### Questions:
[A] From the turkey consumption report, output everything from "Americans will eat" down to "of the Titanic.", word for word.
[B] Using the turkey consumption report, explain in one to three sentences why turkey is no longer considered mainly a holiday product.

Americans will eat more than 5 billion pounds of turkey this year, according to November projections by the U.S. Department of Agriculture’s Economic Research Service.
To put that number in perspective, that’s about equal to eating the same weight of more than 40 ships the size of the Titanic.
Yet, the total is 10 million pounds less than last year and 60 million pounds less than in 2010, data show. It is well over a quarter of billion pounds less turkey than what Americans consumed in 2007.
“In previous decades, turkeys have been mainly considered a holiday product,” states the Environmental Protection Agency’s Ag 101 page on poultry. “However, with advances of further-processing as well as an increasingly health-conscious population in the U.S., the turkey has become a popular year-round meat.”
Overall, producers supplied about 6 billion pounds of turkey in 2007. The Economic Research Service projections estimate they will supply a total of about 5.9 billion pounds in 2013.
While the amount of turkey that Americans consume has drastically decreased from six years ago, the amount of turkey that U.S. producers are exporting has increased.
“Fast food and restaurant markets have not been nearly as receptive to turkey as to chicken, but the export market has been an important outlet for dark turkey meat (thighs and drumsticks), with Mexico being the leading market,” found an Economic Research Service report on changes in poultry production. “A large quantity of mechanically separated turkey meat is also exported to both Mexico and Russia.”
Producers exported almost 800 million pounds of turkey in 2012, more than 98 million pounds of turkey compared to 2011.
In 2007, producers only exported 546 million pounds of turkey.
The export business has paid off, too.
The nearly 800 million pounds of turkey exported in 2012 netted a total of $591 million in foreign sales.
As a whole, the U.S. turkey farming industry – most of which is based across eight states – yielded $5.4 billion in sales last year.
About three out of every four turkeys come from Minnesota, North Carolina, Arkansas, Missouri, Virginia, Indiana, California and South Carolina.

### Source data:
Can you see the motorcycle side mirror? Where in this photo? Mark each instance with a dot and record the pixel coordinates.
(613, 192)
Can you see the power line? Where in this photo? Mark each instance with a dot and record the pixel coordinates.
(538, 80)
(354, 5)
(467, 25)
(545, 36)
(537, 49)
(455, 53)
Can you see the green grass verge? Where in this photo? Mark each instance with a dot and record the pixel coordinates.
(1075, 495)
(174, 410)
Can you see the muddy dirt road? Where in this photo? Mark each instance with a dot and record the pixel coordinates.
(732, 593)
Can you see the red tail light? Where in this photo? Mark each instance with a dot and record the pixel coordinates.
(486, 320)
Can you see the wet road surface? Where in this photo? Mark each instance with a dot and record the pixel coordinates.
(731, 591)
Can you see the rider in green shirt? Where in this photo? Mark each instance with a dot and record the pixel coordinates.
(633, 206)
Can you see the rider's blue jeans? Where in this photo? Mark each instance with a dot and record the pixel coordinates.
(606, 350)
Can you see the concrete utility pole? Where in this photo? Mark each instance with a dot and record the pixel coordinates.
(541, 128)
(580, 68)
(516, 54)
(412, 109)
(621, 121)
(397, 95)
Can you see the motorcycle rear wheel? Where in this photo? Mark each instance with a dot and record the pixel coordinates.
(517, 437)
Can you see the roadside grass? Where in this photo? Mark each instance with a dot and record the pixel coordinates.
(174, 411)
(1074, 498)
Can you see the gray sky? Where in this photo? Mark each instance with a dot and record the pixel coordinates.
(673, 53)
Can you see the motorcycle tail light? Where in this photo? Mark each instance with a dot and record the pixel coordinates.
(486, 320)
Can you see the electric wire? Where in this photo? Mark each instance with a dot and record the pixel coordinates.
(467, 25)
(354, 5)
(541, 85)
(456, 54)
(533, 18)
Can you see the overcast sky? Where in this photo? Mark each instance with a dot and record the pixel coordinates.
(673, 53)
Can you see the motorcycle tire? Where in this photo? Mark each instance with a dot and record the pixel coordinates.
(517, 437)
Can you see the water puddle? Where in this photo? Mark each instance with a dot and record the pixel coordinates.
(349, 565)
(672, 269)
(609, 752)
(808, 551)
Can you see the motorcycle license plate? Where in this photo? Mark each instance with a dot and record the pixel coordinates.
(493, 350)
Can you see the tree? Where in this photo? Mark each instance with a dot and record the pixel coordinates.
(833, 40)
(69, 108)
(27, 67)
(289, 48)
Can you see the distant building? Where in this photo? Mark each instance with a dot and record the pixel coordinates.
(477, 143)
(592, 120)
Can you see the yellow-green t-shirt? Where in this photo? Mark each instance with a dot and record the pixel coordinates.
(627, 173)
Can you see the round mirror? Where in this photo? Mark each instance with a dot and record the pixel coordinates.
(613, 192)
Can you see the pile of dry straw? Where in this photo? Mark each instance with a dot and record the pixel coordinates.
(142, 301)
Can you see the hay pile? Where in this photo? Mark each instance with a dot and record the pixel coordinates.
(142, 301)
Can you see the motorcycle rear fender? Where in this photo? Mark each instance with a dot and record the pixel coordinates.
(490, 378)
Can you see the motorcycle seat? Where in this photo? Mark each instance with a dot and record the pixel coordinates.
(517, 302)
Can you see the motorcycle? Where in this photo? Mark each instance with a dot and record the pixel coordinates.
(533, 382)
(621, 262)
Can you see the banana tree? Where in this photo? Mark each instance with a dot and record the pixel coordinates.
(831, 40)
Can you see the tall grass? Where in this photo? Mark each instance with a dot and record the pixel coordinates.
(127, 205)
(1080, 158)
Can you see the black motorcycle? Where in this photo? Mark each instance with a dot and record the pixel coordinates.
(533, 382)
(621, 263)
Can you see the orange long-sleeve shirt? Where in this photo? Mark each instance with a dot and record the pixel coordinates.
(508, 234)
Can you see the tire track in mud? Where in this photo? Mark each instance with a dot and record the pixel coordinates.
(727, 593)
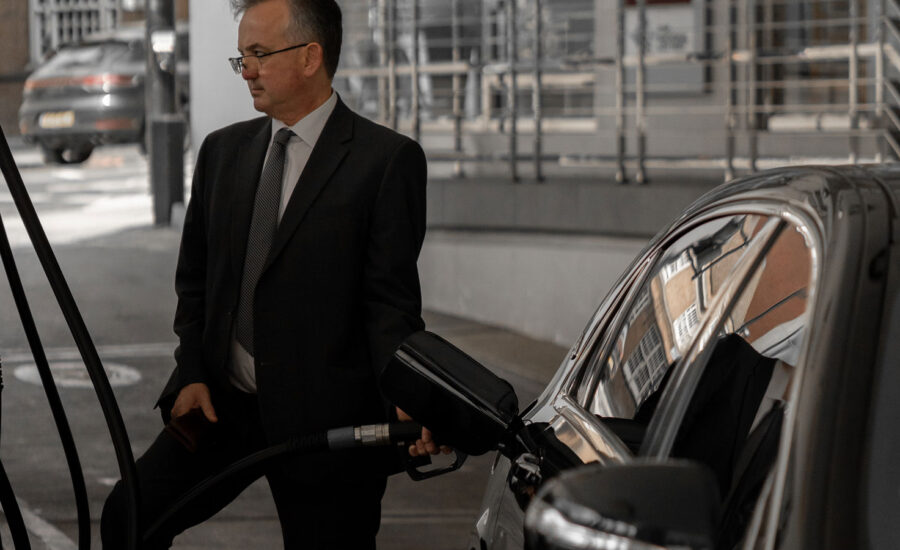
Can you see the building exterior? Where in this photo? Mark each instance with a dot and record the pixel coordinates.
(530, 111)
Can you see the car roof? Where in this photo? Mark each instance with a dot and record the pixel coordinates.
(797, 181)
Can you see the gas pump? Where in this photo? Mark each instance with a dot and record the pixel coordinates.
(339, 438)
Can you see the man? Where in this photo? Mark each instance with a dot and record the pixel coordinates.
(296, 281)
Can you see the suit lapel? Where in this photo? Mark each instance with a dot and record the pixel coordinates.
(328, 153)
(251, 154)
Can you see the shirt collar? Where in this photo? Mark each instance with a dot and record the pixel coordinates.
(309, 127)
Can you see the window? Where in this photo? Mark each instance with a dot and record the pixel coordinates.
(663, 317)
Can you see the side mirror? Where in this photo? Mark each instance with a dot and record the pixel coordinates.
(466, 406)
(644, 505)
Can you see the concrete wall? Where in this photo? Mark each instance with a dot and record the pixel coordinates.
(545, 286)
(14, 45)
(218, 96)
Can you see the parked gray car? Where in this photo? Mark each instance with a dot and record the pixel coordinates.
(735, 389)
(92, 93)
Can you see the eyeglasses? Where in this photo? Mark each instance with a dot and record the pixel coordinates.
(238, 64)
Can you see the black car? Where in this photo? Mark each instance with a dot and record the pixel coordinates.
(92, 93)
(734, 390)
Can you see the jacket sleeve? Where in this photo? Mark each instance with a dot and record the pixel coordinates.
(393, 298)
(190, 282)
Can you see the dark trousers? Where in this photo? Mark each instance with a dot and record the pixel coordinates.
(314, 514)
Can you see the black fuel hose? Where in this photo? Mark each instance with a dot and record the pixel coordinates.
(12, 512)
(348, 437)
(56, 406)
(88, 351)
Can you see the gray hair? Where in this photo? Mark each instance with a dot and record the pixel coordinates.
(311, 20)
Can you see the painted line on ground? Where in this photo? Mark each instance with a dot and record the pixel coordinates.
(49, 535)
(155, 349)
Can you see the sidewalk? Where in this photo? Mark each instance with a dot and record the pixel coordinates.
(122, 281)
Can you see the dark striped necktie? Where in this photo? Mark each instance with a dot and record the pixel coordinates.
(262, 231)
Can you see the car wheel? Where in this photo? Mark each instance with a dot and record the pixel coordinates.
(52, 155)
(67, 155)
(77, 155)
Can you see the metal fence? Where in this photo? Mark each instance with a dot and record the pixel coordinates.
(629, 86)
(56, 22)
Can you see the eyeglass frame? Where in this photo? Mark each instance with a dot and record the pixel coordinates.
(237, 63)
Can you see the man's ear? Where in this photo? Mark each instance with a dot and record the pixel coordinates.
(314, 60)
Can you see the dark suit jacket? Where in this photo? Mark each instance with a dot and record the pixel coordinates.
(339, 291)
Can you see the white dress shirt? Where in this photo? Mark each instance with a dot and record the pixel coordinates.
(242, 372)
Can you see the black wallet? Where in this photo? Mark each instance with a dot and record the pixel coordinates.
(192, 429)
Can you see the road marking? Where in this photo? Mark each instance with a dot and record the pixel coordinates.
(155, 349)
(441, 516)
(53, 538)
(73, 374)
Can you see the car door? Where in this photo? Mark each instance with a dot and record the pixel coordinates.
(689, 356)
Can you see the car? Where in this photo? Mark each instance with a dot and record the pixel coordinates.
(735, 389)
(92, 93)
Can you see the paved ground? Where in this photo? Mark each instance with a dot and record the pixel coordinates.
(119, 267)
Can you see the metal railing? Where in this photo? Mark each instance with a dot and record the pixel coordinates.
(57, 22)
(623, 86)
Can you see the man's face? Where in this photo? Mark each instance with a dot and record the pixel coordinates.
(276, 83)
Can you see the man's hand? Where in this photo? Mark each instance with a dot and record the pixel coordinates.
(194, 396)
(425, 445)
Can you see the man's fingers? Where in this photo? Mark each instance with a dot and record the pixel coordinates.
(402, 416)
(208, 410)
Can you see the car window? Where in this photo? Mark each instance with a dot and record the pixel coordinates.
(92, 55)
(730, 393)
(656, 329)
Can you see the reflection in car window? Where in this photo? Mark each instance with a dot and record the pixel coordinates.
(733, 420)
(666, 313)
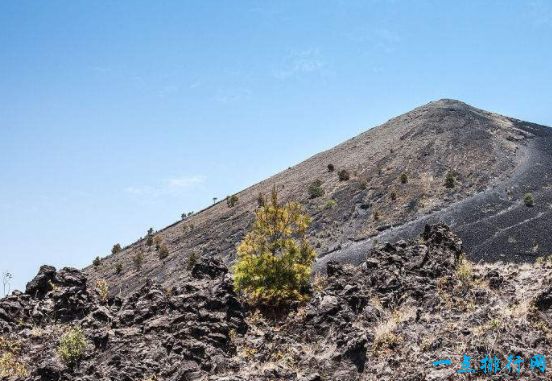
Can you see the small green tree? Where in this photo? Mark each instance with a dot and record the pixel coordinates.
(138, 260)
(163, 251)
(116, 248)
(72, 346)
(275, 259)
(450, 180)
(343, 175)
(96, 262)
(193, 258)
(528, 199)
(260, 200)
(404, 178)
(315, 189)
(231, 201)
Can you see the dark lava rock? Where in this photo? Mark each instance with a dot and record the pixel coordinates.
(40, 285)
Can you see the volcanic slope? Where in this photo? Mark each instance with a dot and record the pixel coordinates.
(385, 184)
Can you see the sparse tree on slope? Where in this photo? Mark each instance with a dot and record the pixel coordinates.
(275, 259)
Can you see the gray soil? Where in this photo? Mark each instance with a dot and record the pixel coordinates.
(495, 160)
(495, 224)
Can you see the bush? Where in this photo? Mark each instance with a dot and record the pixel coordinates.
(163, 251)
(72, 346)
(157, 240)
(116, 248)
(102, 288)
(96, 262)
(404, 178)
(192, 261)
(138, 260)
(231, 201)
(315, 189)
(274, 260)
(450, 181)
(343, 175)
(260, 200)
(11, 366)
(10, 363)
(330, 204)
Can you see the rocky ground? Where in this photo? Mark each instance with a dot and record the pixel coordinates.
(406, 306)
(494, 159)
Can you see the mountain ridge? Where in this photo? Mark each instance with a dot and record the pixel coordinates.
(481, 148)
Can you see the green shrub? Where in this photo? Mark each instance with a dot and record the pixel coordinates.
(260, 200)
(157, 240)
(138, 260)
(193, 258)
(11, 366)
(343, 175)
(102, 289)
(72, 346)
(315, 189)
(330, 204)
(231, 201)
(96, 262)
(116, 248)
(274, 260)
(404, 178)
(450, 180)
(163, 251)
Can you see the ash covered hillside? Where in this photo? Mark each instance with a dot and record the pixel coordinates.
(442, 162)
(406, 306)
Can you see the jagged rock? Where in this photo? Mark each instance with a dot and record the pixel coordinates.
(40, 285)
(366, 322)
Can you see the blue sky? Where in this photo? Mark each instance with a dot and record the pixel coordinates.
(118, 116)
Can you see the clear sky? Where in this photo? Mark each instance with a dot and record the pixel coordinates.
(118, 116)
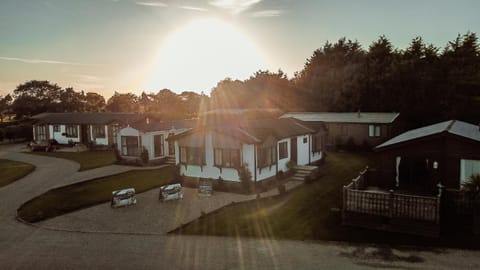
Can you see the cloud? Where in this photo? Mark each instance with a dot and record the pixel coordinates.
(193, 8)
(267, 13)
(151, 4)
(40, 61)
(90, 78)
(236, 6)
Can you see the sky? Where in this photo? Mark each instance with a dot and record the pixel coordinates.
(105, 46)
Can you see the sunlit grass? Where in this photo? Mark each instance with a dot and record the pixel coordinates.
(77, 196)
(87, 160)
(11, 171)
(311, 212)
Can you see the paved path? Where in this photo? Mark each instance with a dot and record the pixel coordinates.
(26, 247)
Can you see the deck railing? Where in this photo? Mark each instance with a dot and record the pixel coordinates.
(388, 203)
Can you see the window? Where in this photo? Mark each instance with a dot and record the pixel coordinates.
(171, 145)
(115, 130)
(317, 143)
(158, 145)
(183, 155)
(282, 150)
(217, 157)
(130, 146)
(228, 158)
(191, 155)
(98, 131)
(468, 168)
(267, 156)
(344, 130)
(71, 131)
(374, 130)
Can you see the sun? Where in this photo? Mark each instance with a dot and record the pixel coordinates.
(198, 55)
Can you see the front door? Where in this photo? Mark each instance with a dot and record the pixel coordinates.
(84, 134)
(414, 174)
(293, 149)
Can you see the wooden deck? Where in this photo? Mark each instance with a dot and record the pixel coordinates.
(389, 210)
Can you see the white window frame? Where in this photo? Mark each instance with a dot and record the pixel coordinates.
(468, 167)
(374, 130)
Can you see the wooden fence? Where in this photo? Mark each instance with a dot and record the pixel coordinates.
(392, 205)
(388, 203)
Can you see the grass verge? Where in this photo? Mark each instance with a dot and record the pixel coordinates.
(303, 214)
(13, 170)
(87, 160)
(67, 199)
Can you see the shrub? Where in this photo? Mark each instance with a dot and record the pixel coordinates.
(245, 177)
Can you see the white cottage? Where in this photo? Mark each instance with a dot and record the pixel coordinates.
(265, 147)
(98, 128)
(153, 137)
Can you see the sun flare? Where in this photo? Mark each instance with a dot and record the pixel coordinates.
(198, 55)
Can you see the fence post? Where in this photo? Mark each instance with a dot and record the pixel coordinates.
(439, 202)
(390, 204)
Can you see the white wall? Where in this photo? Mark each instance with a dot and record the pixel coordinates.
(61, 138)
(100, 141)
(303, 150)
(128, 131)
(317, 155)
(209, 170)
(282, 163)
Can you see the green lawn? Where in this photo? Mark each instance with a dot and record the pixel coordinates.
(67, 199)
(87, 160)
(13, 170)
(304, 214)
(312, 212)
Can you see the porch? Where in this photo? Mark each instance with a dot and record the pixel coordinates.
(365, 205)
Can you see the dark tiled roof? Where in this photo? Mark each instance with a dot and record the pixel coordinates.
(94, 118)
(279, 128)
(455, 127)
(256, 131)
(159, 126)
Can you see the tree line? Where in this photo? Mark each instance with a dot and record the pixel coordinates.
(423, 82)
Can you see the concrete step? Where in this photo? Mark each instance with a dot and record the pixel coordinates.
(306, 168)
(297, 178)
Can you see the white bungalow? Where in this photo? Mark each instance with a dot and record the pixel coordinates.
(87, 128)
(152, 136)
(265, 147)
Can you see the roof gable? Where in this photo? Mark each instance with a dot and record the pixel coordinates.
(93, 118)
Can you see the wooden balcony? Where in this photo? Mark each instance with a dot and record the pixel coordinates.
(375, 208)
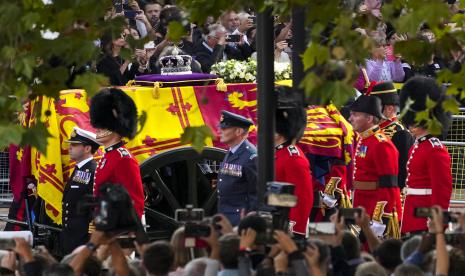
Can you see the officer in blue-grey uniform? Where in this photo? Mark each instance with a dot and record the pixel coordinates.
(237, 178)
(82, 146)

### Your written answers:
[A]
Americans will eat more than 5 billion pounds of turkey this year, according to November projections by the U.S. Department of Agriculture’s Economic Research Service.
To put that number in perspective, that’s about equal to eating the same weight of more than 40 ships the size of the Titanic.

[B] According to the Environmental Protection Agency's Ag 101 page on poultry, advances in further-processing and an increasingly health-conscious U.S. population have made turkey a popular year-round meat.